### WHAT THE TASK ASKS
Render the following material again verbatim, leaving nothing out.

=-=-=-=-=

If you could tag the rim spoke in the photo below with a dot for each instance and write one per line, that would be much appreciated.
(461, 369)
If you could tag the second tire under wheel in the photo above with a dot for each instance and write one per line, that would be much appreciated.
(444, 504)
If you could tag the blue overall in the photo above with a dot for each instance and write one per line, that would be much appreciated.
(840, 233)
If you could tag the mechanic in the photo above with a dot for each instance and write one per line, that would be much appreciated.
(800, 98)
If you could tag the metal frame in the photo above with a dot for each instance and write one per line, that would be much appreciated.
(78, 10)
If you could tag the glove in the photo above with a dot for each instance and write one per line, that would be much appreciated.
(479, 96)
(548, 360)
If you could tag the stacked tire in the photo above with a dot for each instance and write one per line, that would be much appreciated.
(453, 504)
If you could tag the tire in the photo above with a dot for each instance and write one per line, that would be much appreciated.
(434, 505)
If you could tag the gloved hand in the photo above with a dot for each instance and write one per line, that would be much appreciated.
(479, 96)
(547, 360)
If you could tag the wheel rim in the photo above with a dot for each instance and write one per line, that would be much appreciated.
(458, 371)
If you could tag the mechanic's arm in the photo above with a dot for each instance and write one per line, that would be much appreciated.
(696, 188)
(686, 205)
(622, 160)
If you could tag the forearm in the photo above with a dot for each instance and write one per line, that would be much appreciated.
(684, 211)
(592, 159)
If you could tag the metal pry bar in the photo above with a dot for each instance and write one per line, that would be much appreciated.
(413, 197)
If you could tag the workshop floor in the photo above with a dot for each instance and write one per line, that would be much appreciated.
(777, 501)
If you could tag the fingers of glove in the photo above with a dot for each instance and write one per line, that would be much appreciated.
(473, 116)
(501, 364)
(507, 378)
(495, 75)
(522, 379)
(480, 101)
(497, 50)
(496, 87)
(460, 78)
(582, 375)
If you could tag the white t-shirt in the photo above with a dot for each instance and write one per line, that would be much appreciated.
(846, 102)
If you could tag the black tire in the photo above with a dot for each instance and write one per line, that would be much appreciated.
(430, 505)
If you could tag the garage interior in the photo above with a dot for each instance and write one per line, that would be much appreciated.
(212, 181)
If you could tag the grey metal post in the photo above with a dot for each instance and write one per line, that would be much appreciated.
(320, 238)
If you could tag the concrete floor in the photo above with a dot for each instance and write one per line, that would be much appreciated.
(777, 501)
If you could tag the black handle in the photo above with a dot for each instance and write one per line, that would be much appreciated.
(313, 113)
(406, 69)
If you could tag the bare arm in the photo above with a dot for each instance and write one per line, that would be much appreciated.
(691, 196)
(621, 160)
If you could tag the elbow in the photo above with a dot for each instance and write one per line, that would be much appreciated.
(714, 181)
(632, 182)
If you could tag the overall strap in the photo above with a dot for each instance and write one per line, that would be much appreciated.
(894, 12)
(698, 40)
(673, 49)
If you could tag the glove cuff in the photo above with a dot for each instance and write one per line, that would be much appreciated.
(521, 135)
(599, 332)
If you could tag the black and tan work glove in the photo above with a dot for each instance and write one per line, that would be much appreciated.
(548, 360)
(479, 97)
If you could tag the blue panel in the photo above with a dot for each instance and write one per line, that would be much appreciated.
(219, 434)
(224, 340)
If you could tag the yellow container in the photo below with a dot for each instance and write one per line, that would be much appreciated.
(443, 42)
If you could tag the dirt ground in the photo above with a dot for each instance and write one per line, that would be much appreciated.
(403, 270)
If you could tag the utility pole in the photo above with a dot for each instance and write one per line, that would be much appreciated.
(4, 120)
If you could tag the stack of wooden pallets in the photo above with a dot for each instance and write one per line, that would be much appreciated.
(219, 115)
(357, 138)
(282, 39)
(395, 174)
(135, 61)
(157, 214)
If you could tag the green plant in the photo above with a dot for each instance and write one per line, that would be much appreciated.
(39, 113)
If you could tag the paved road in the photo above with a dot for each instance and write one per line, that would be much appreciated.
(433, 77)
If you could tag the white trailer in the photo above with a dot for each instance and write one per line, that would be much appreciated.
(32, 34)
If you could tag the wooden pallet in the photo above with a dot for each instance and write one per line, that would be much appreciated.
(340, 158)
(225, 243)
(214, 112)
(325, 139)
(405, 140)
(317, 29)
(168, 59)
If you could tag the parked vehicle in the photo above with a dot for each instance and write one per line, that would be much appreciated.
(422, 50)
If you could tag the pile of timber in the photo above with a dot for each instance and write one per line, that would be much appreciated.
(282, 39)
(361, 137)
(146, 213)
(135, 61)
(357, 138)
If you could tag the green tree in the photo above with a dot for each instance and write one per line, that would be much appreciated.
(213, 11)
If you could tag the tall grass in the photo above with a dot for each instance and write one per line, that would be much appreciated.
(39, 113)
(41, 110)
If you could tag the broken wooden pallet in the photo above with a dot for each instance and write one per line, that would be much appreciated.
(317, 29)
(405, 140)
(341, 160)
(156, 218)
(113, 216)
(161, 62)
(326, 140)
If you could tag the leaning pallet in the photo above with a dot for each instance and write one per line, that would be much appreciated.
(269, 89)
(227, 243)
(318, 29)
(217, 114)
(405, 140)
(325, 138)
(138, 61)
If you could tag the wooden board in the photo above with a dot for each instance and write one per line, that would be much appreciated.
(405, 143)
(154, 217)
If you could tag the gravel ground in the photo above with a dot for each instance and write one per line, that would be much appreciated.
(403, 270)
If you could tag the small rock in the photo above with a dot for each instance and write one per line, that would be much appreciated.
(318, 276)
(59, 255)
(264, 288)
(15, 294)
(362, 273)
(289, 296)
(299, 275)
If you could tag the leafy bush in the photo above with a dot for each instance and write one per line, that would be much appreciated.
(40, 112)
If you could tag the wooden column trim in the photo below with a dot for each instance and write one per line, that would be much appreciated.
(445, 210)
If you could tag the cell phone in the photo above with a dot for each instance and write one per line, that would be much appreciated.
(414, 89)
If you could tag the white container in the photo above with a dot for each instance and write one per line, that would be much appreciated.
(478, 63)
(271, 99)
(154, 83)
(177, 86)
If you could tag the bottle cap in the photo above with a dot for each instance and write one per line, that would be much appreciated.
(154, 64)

=-=-=-=-=

### TASK OUTPUT
If you could tag the rim spoke in the photo below with a dot for each instance and write one per line, that would be much appreciated.
(461, 369)
If you could tag the second tire under wheel in the photo above with a dot for each instance and write one per line, that would be much appreciated.
(444, 504)
If you could tag the blue overall in the photo above with a dot for each instance and write one per line, that would be much appreciated.
(840, 233)
If you could tag the mechanic in the photo above with a dot for each instance and write one per line, that would be much appreciated.
(800, 98)
If you could tag the metal frame in the photo above with a dot for each instance and write one per line, that would be much appreciated.
(78, 10)
If you could tag the glove in the photo above with a dot for each instance and write one per line, that would be much appreciated.
(479, 96)
(548, 360)
If you could tag the stacked tire in the photo above with a dot for each instance and write one per line, that would be much appreciated.
(453, 504)
If you could tag the tire in the photo above with a dot for each instance and write one per line, that would be much appreciated.
(434, 505)
If you could tag the gloved hand in the photo above with a dot for each instance and write one per line, that would be much appreciated.
(479, 96)
(547, 360)
If you could tag the wheel rim in the photo above with a dot for each instance and write one per line, that would be much appreciated.
(458, 371)
If you could tag the mechanic's arm in the photo above with a dot for each instance and write one per line, that would be much appreciated.
(696, 188)
(686, 205)
(622, 160)
If you could tag the forearm in the photo above with a dot for each instance and write one per line, that would be much appreciated.
(684, 211)
(592, 159)
If you could tag the metal pry bar in the photo above with a dot for each instance and write one per line, that would be much appreciated.
(413, 197)
If you could tag the workshop floor in the photo above with a dot for each instance and write one per line, that would be much appreciated.
(777, 501)
If you could tag the fingers of glove in the photo above with a dot for each instance and write one per line, that would be much appreciated.
(473, 116)
(501, 364)
(507, 378)
(495, 75)
(522, 379)
(480, 101)
(497, 50)
(496, 87)
(460, 78)
(582, 375)
If you could tag the white t-shirt in the photo above with a dot for each instance and write one per line, that would be much appreciated.
(846, 102)
If you could tag the black tire in the photo above with a dot for each instance and write one per line, that would be much appreciated.
(430, 505)
If you could tag the garage interior in the photo above with a dot for each instance and write one per line, that would be much appreciated.
(212, 181)
If you could tag the grey metal post in the photo above with a dot for each instance and write one per line, that would be much appreciated.
(320, 238)
If you could tag the concrete floor in the photo above with a dot for each instance and write one per line, that would be much appreciated.
(777, 501)
If you could tag the black handle in the photo above with a dot for each instance and write one per line, that would be much appreciated.
(313, 113)
(406, 69)
If you could tag the bare arm in the photo above with a dot for each instance and write one per line, that would be much appreciated.
(691, 196)
(621, 160)
If you could tag the elbow in the photo above with a dot for each instance and write one per line, that would be much appreciated.
(714, 181)
(632, 182)
If you could tag the overall strap in the photo above with a dot for each instance and write one per line, that would be much appreciated.
(894, 12)
(698, 40)
(673, 49)
If you could tag the glove cuff in the photo above with a dot for each instance and write one per line, that would be much appreciated.
(521, 135)
(599, 332)
If you could tag the black and tan work glove in the photo above with a dot for each instance and write one per line, that would be much appreciated.
(548, 360)
(479, 97)
If you could tag the blue panel in the photo above with a dot for each instance and write one per line, that would be much appreciated.
(219, 434)
(224, 340)
If you could tag the yellow container in the photo below with a dot for each instance and write one per line, that would be much appreciated.
(443, 42)
If you could tag the dirt ground in the photo above with a dot for each instance and write one per line, that would be much appreciated.
(403, 270)
If you could tag the utility pole in the photo above with a dot for each instance and write one per line, that would be much appreciated.
(4, 120)
If you could tag the stack of wooden pallets in the photo above with a dot for each instance and write one per line, that would be much appreciated.
(219, 115)
(357, 138)
(282, 39)
(395, 174)
(135, 61)
(157, 214)
If you could tag the green plant in the photo above with a dot for each instance and write one per line, that would be much appreciated.
(39, 113)
If you could tag the paved road in the photo above with a dot for each instance and write one per line, that would be much appreciated.
(433, 77)
If you could tag the white trailer in the photo above with a dot for each instance and write one per line, that would be much appreciated.
(32, 34)
If you could tag the wooden pallet in the photo above with a dot for each instance and write one per line, that would be much appreciated.
(340, 158)
(225, 243)
(214, 112)
(325, 139)
(405, 140)
(317, 29)
(168, 59)
If you could tag the parked vehicle in the photo above with a dot for each instance and write one per line, that would be much appreciated.
(422, 50)
If you could tag the pile of timber in the photo above with a dot for each instance and write one per line, that would be much appreciated.
(282, 39)
(361, 137)
(146, 213)
(135, 61)
(357, 138)
If you could tag the green tree in the photo above with a dot for each instance and write one per line, that would be much appreciated.
(213, 11)
If you could tag the tall grass in the photo above with a dot for each instance and write one per line, that would be much appreciated.
(39, 113)
(41, 110)
If you could tag the broken wooden pallet in the photo above with a dot for each instance and write one per line, that would be much appreciated.
(317, 29)
(405, 140)
(341, 160)
(156, 218)
(113, 216)
(161, 62)
(326, 140)
If you could tag the leaning pallet in the photo above with a dot for each instance and write one per line, that would be much appreciated.
(269, 89)
(227, 243)
(318, 29)
(217, 114)
(405, 140)
(325, 138)
(138, 61)
If you could tag the wooden board in the photo above with a dot for each instance and write one per line, that would be much appreciated.
(405, 143)
(154, 217)
If you could tag the gravel ground in the photo above with a dot for each instance and write one per line, that would be much appreciated.
(403, 270)
If you could tag the small rock in the photo above with a dot for each instance and write one per line, that would be much appreciated.
(318, 276)
(59, 255)
(264, 288)
(15, 294)
(362, 273)
(289, 296)
(299, 275)
If you could tag the leafy bush in the photo above with a dot for each instance and write one per line, that would be much appreciated.
(40, 112)
If you could tag the wooden column trim in the photo below with a dot for each instance and write one per line, that would be much appreciated.
(445, 210)
If you could tag the cell phone in the photo above with a dot for each instance and write one per line, that would be much appreciated.
(414, 89)
If you could tag the white container in the photo above with a dot for each instance and write one per line, that would be much appreciated.
(478, 63)
(271, 99)
(154, 83)
(177, 86)
If you could tag the bottle cap in the photo above with a dot for each instance and write one per line, that would be much appreciated.
(154, 64)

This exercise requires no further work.